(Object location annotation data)
§

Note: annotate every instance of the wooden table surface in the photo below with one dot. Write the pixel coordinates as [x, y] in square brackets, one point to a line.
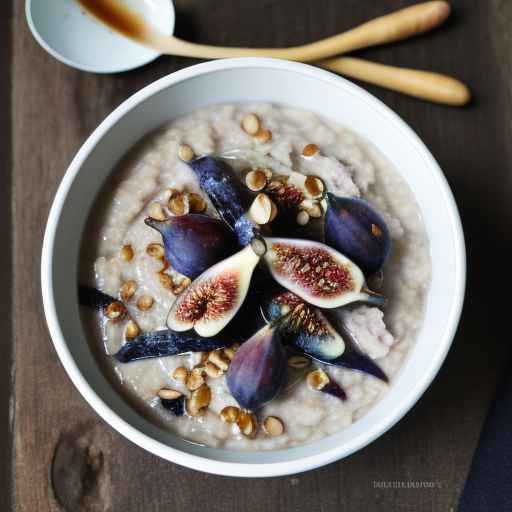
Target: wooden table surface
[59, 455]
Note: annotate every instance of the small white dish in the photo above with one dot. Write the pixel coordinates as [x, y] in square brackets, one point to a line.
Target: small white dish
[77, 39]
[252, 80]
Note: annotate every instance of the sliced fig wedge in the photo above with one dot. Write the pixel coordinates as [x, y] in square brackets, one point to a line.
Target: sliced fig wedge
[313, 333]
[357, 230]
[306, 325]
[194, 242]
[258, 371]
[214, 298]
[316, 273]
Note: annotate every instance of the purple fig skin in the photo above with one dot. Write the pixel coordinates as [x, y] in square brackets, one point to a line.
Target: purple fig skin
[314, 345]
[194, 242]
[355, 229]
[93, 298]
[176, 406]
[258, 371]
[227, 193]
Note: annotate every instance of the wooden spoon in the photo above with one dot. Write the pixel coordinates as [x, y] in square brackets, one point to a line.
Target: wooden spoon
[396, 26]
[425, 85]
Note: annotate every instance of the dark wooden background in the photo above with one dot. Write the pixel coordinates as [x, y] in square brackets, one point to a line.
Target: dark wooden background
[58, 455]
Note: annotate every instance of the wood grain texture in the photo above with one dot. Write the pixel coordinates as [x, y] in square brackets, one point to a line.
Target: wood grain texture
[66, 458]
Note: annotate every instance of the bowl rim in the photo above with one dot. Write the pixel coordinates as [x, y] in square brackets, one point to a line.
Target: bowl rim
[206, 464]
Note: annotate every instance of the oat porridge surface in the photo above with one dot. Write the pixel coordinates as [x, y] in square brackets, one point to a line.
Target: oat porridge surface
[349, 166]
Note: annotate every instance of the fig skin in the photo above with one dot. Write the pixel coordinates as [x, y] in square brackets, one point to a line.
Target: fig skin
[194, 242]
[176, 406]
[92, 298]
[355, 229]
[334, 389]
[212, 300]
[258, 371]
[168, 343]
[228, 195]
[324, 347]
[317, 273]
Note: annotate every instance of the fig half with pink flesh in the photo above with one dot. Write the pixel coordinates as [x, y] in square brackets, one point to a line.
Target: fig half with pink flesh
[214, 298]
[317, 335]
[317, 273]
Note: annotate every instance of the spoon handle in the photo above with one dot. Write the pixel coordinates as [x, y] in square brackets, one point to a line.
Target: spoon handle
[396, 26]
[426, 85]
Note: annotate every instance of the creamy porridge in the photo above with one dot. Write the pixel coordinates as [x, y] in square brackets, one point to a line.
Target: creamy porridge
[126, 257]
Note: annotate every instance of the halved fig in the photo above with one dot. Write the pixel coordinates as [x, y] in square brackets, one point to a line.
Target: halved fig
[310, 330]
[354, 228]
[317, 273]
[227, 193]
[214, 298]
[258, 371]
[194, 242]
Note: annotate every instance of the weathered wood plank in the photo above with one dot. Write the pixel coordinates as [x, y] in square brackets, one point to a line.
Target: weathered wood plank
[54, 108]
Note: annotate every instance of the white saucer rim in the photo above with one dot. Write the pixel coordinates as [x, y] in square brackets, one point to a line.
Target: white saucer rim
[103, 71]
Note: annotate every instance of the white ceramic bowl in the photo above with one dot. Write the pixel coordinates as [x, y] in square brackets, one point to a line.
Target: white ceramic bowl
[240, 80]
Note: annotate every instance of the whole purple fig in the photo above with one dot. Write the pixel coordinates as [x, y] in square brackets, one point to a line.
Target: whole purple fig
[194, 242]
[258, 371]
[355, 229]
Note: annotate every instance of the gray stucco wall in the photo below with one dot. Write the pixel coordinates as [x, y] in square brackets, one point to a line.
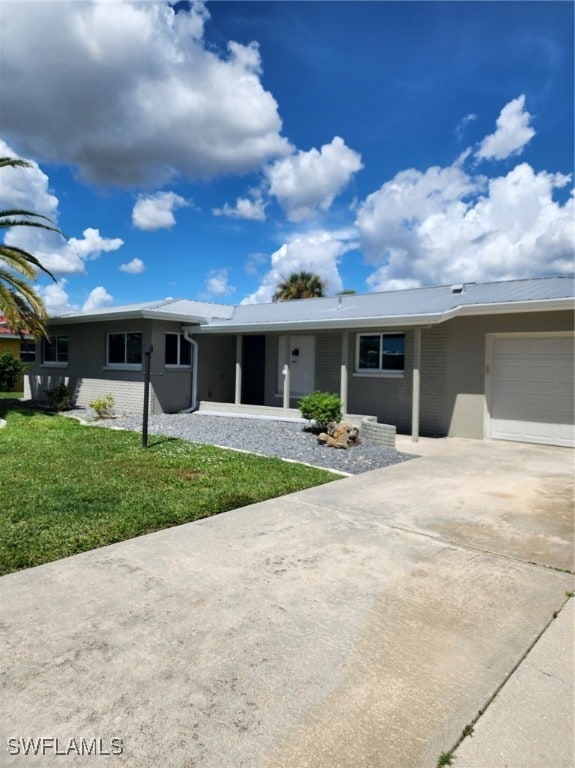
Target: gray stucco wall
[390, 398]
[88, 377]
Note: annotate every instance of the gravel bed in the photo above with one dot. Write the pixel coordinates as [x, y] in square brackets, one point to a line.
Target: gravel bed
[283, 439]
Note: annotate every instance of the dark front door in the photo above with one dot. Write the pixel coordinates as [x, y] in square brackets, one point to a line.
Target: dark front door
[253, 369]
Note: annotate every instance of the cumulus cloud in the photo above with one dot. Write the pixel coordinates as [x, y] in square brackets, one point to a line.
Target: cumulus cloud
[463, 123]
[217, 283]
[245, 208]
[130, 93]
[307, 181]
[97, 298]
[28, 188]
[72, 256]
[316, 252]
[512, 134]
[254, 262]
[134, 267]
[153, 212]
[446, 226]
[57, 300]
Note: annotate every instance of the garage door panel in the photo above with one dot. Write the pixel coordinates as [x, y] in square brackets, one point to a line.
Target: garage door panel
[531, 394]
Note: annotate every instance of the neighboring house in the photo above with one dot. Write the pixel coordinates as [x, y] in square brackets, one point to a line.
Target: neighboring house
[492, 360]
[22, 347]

§

**Objective**
Write out the entries above verbatim; the pictures do not belong in your copy.

**Finished task**
Note: annotate every instance of the wooden table surface in the photo below with one dot. Write the pixel coordinates as [x, y] in square brackets, one point to a line.
Target: wooden table surface
[59, 455]
Note: annotate every instance of the small white dish in the photo above with one dot. Write the pixel coordinates as [x, y] in square brackets, one point to a line.
Target: small white dish
[77, 39]
[252, 80]
Note: annotate every instance of the sliced fig wedge in the photo above with one dot. Write the pixel coordinates as [x, y] in square brackets, one point to a line.
Target: sliced fig wedge
[313, 333]
[357, 230]
[306, 325]
[194, 242]
[258, 371]
[214, 298]
[316, 273]
Note: annotate every instance of the purple fig skin in the photo above with one dot. Write the pixel coordinates as [x, y] in square brackets, one point to a line.
Target: purple fig skin
[314, 345]
[194, 242]
[355, 229]
[93, 298]
[176, 406]
[258, 371]
[227, 193]
Note: annotate every instance of the wooden spoon in the photo above with one dot. Write the pixel coordinates as [x, y] in square brackets, one point to a line.
Target: wooden spoon
[396, 26]
[425, 85]
Note: annotate every instance of the dark wooden background in the photo above with one dot. Write the pixel coordinates as [x, y] in square brackets, one point to a line.
Target: dark wooden background
[58, 455]
Note: annotate every instance of the wood grain texture in the photo above with one dot. Write the pixel coordinates as [x, y] in square brackets, one point to a line.
Target: wood grain texture
[66, 458]
Note: annotate every instance of the bowl rim in the photo above with one dot. Write the pixel coordinates as [x, y] in square brackets, one point to a line.
Target: bowl rim
[206, 464]
Note: annotate every instance of the oat porridge surface in the photo above with one dot. Write the pixel coordinates as [x, y] in square brackets, one point to a line.
Target: oat porridge surface
[349, 166]
Note: annotate every instance of the fig skin in the photo above with one dot. Write the pixel coordinates as [x, y] in square brackets, one point to a line.
Target: fig skin
[194, 242]
[176, 406]
[92, 298]
[355, 229]
[334, 389]
[212, 300]
[258, 371]
[168, 343]
[228, 195]
[324, 347]
[317, 273]
Note: annotate every instance of the fig half with pink flesh in the photo above with one dot. Write the pixel coordinates as [x, y] in square brackets, one point to a line.
Target: fig half with pink flesh
[214, 298]
[317, 335]
[317, 273]
Note: annotate every instance of the spoon handle in the photo above with one dot. Write the pixel coordinates as [x, y] in square brackets, one point to a line.
Target: spoon handle
[396, 26]
[426, 85]
Note: annotate every instance of the creamy porridge in the photo above with one dot. Write the pixel coordinates as [x, y] in square brackets, one point to a line.
Target: creamy porridge
[126, 257]
Note: annotate every instance of the halved fig in the photo above with one dot. Write the pixel coordinates as [x, y] in square brackets, one point to a line.
Target: halved fig
[310, 330]
[354, 228]
[317, 273]
[227, 193]
[214, 298]
[258, 371]
[194, 242]
Note: annotate every instance of the weathered wood plank in the photo above with one dot. Write the pixel coordinates as [x, y] in square brackets, one point to a line.
Target: weathered wood plank
[54, 108]
Note: annotate every instance of the white saucer rim in the photo above with one dot. Write the pixel coordinates as [x, y] in square brackets, one point to a line.
Target: white saucer rim
[103, 71]
Note: annotate every instance of the white ceramic bowl in the photo above with one dot. Write the pixel coordinates as [x, y] in square brackets, one point to a line.
Target: white ceramic bowl
[240, 80]
Note: annotate every instance of the whole purple fig in the photo above with one dot. Write the pixel coordinates as [x, y] in square brackets, one point to a line.
Target: whole purple fig
[194, 242]
[258, 371]
[355, 229]
Note: annotate every instance of the gray stucco wall in the photo below with one dot. Write the pixel coordinates as [x, y] in square brackets, one point to a line.
Target: gray stucco wall
[390, 398]
[88, 377]
Note: annotate every instance of the gravel bed in the photo above with one dot. Write the pixel coordinates as [x, y] in square brackets, one point to a line.
Target: gravel bed
[283, 439]
Note: annotate every instance of the dark front door in the photo above with one dot. Write the pixel coordinates as [x, y] in square brackets, one point to a line.
Target: dark front door
[253, 369]
Note: annotate every instance of the cumulus cloud in the photo above with one dot. Write the pixel coordinates as [x, y] in square brackets, one point to a line.
Target: cumulus cloud
[463, 123]
[217, 283]
[245, 208]
[130, 93]
[307, 181]
[97, 298]
[28, 188]
[72, 256]
[316, 252]
[512, 134]
[254, 262]
[134, 267]
[153, 212]
[446, 226]
[57, 300]
Note: annotate every instance of the garage door panel in the photo above with one dot. Write the pixel coordinates as [x, y] in square brackets, one point to a line.
Target: garage door panel
[531, 394]
Note: annotate every instance of the neighboring house in the photo above with one dot. Write the pixel coordinates as [x, y] in square brackets, one point to a line.
Target: neighboring house
[492, 360]
[22, 347]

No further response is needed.